TASK BRIEF: Switch every "vertex pairs" in the records below to "coordinate pairs", and reproduce all the lines with nothing else altered.

• • • • • • •

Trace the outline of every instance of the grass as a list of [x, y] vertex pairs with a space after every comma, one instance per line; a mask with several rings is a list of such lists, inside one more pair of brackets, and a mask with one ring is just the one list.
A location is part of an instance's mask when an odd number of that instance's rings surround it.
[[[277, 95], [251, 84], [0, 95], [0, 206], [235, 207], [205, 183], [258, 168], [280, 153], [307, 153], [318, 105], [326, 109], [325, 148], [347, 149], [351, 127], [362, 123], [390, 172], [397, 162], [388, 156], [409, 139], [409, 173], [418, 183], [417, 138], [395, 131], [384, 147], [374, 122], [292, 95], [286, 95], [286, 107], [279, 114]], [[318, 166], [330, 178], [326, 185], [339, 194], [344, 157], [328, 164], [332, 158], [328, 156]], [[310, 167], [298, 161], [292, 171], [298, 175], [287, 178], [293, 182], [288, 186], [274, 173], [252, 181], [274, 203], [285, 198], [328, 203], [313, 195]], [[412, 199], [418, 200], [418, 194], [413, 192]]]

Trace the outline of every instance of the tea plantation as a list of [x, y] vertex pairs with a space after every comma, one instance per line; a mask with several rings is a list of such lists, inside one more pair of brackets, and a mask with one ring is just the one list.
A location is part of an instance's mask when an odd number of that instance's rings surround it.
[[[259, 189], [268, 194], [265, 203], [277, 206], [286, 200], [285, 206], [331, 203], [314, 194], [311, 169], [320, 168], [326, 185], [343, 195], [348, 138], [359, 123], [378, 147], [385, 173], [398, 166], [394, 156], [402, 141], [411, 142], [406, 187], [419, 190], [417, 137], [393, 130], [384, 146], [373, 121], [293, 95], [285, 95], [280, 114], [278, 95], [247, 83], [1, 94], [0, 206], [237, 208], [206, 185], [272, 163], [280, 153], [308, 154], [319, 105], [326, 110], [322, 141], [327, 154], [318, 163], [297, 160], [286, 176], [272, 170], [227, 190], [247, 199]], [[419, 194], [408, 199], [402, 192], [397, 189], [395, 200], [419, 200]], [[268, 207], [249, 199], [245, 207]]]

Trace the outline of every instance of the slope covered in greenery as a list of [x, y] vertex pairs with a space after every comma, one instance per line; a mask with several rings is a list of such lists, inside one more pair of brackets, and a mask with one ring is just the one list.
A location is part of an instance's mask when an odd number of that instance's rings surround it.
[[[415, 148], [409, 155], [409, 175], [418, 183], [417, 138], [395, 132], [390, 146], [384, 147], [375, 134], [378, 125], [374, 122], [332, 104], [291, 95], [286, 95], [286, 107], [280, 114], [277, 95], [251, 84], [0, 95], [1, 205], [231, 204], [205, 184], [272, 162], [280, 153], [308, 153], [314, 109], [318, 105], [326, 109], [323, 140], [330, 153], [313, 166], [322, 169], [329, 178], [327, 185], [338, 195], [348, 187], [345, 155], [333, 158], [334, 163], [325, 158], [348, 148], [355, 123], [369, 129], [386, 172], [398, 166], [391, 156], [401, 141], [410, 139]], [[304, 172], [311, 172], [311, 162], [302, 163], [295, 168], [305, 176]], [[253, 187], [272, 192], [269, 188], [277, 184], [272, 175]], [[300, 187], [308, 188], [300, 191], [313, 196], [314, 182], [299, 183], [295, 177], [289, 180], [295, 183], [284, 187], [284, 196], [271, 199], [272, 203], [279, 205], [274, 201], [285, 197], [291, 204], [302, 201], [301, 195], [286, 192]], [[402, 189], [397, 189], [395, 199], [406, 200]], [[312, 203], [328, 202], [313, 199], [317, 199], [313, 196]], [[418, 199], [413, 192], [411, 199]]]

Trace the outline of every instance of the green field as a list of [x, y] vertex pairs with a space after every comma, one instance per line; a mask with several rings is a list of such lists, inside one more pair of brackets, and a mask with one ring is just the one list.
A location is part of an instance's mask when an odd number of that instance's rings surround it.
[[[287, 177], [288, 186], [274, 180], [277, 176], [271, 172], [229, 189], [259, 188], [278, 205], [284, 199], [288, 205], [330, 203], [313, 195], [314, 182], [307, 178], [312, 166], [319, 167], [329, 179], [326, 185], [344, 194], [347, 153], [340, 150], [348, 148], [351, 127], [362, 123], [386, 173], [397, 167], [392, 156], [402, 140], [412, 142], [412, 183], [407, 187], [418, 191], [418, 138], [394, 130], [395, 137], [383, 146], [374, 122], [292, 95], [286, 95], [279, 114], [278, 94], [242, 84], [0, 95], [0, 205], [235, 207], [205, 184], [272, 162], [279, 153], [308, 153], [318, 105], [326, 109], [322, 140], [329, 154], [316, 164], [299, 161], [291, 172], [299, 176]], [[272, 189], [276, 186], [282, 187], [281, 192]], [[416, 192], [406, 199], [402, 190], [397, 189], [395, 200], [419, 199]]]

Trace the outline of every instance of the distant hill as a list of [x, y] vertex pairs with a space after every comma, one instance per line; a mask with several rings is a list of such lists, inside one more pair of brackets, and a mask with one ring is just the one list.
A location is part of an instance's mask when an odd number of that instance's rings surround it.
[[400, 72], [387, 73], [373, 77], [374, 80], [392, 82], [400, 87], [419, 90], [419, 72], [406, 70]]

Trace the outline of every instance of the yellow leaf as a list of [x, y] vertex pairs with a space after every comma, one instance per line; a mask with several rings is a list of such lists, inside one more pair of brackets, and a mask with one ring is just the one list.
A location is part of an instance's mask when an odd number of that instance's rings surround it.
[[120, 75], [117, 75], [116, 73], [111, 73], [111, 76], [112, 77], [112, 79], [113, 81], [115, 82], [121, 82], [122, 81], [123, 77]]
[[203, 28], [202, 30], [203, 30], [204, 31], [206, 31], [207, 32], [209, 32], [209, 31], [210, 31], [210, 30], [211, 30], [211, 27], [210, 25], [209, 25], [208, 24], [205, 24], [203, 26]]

• • • • • • •

RESPONSE TO THE EXERCISE:
Trace the outline of every instance of the grass as a list of [x, y] coordinate pairs with a space after every comma, one instance per line; a mask with several rings is a list of such lists, inside one more pair of brackets, and a mask with one ring is just the one list.
A location is part of an instance's mask when an odd number of that instance's rings surround it.
[[[277, 95], [251, 84], [0, 95], [0, 206], [235, 207], [205, 183], [258, 168], [280, 153], [307, 153], [318, 105], [326, 109], [325, 148], [347, 149], [351, 127], [362, 123], [390, 172], [397, 162], [388, 156], [409, 139], [409, 173], [418, 183], [417, 138], [395, 131], [384, 147], [374, 122], [292, 95], [286, 95], [286, 107], [279, 114]], [[318, 166], [330, 178], [326, 185], [339, 194], [344, 157], [328, 164], [332, 158], [328, 156]], [[310, 167], [298, 161], [292, 171], [298, 175], [287, 178], [293, 182], [288, 186], [274, 173], [252, 181], [274, 203], [285, 198], [328, 203], [313, 195]], [[412, 199], [418, 200], [418, 194], [413, 192]]]

Trace the outline of every instance of the tea plantation as a list of [x, y] coordinate pairs with a space after every comma, one instance per line; a mask with several rings is a list of such lists, inside one more pair of brackets, and a mask with one ring is just the one list.
A location is part of an instance's mask when an odd number of that instance's rings surround it.
[[[259, 189], [268, 194], [265, 203], [277, 206], [286, 200], [285, 206], [331, 203], [314, 194], [311, 169], [320, 168], [326, 185], [343, 195], [348, 138], [359, 123], [378, 147], [385, 173], [398, 166], [394, 156], [402, 141], [411, 142], [406, 187], [419, 190], [417, 137], [393, 130], [384, 146], [373, 121], [293, 95], [285, 95], [280, 114], [278, 95], [247, 83], [1, 94], [0, 206], [237, 208], [206, 185], [272, 163], [280, 153], [308, 154], [319, 105], [326, 110], [322, 141], [327, 154], [318, 163], [297, 160], [286, 176], [272, 170], [227, 190], [247, 199]], [[419, 194], [408, 199], [402, 192], [397, 189], [395, 200], [419, 200]], [[268, 207], [249, 199], [245, 207]]]

Trace the outline of every instance of the slope covered in greenery as a list of [x, y] coordinate pairs with a space after every comma, one instance per line; a mask with several rings is a list of such lists, inside one more pair of brackets, and a mask with one ring is just the one list.
A location is part of an instance's mask when an odd number of that instance's rings surround it.
[[[415, 148], [409, 155], [409, 175], [418, 183], [417, 138], [395, 132], [390, 146], [384, 147], [375, 134], [378, 125], [374, 122], [332, 104], [291, 95], [286, 95], [286, 107], [280, 114], [277, 95], [251, 84], [0, 95], [1, 205], [231, 204], [205, 184], [272, 162], [280, 153], [308, 153], [314, 109], [318, 105], [326, 109], [323, 140], [330, 153], [313, 166], [322, 169], [329, 178], [327, 185], [338, 195], [348, 187], [345, 155], [333, 158], [334, 163], [325, 158], [348, 148], [355, 123], [369, 129], [386, 172], [398, 166], [391, 156], [401, 141], [410, 139]], [[304, 172], [311, 172], [311, 162], [302, 163], [295, 168], [305, 176]], [[253, 187], [272, 192], [269, 188], [277, 184], [272, 175]], [[300, 187], [308, 188], [300, 191], [313, 196], [314, 182], [299, 183], [295, 177], [289, 180], [295, 183], [284, 187], [284, 196], [271, 199], [272, 203], [279, 205], [274, 201], [285, 197], [291, 204], [302, 201], [301, 195], [286, 192]], [[402, 189], [397, 189], [395, 199], [406, 200]], [[312, 203], [328, 202], [313, 199], [317, 199], [313, 196]], [[418, 199], [413, 192], [411, 199]]]

Trace the outline of every instance of the green field as a list of [x, y] coordinate pairs with a space after every comma, one instance per line; a mask with several rings is a list of such lists, inside one more pair of brackets, and a mask with one ring is just the one list.
A location is part of an instance's mask when an odd number of that instance's rings surround it.
[[[287, 177], [288, 186], [274, 180], [277, 176], [271, 172], [229, 189], [259, 188], [278, 205], [284, 199], [288, 205], [330, 203], [313, 195], [314, 182], [307, 178], [312, 166], [319, 167], [329, 179], [326, 185], [344, 194], [347, 153], [340, 150], [348, 148], [351, 127], [362, 123], [386, 173], [397, 167], [392, 156], [402, 140], [412, 142], [412, 183], [407, 187], [418, 191], [418, 138], [394, 130], [395, 137], [383, 146], [374, 122], [292, 95], [286, 95], [279, 114], [278, 94], [242, 84], [0, 95], [0, 205], [235, 207], [205, 184], [272, 162], [279, 153], [308, 153], [318, 105], [326, 109], [322, 140], [329, 154], [316, 164], [299, 161], [291, 172], [299, 176]], [[272, 189], [276, 186], [282, 187], [281, 192]], [[416, 192], [406, 199], [402, 190], [397, 189], [395, 200], [419, 199]]]

Trace the outline of every instance of the distant hill as a list of [x, y] coordinate pairs with a space after every comma, one instance per line; a mask with several rings is a list of such lists, inside one more pair of brackets, and a mask with one ring is just the one list.
A location is part of an instance's mask when an odd number of that instance's rings surround it.
[[400, 72], [387, 73], [373, 77], [374, 80], [392, 82], [400, 87], [419, 90], [419, 72], [406, 70]]

Trace the outline of every instance of the yellow leaf as a list of [x, y] coordinate pairs with a space after every comma, one instance per line; a mask with several rings is a list of such lists, inside one more pair of brackets, and a mask with one ring is just the one list.
A location is part of an instance's mask when an odd number of that instance's rings surround it.
[[120, 75], [117, 75], [116, 73], [111, 73], [111, 76], [112, 77], [112, 79], [113, 81], [115, 82], [121, 82], [122, 81], [123, 77]]
[[203, 28], [202, 30], [203, 30], [204, 31], [206, 31], [207, 32], [209, 32], [209, 31], [210, 31], [210, 30], [211, 30], [211, 27], [210, 25], [209, 25], [208, 24], [205, 24], [203, 26]]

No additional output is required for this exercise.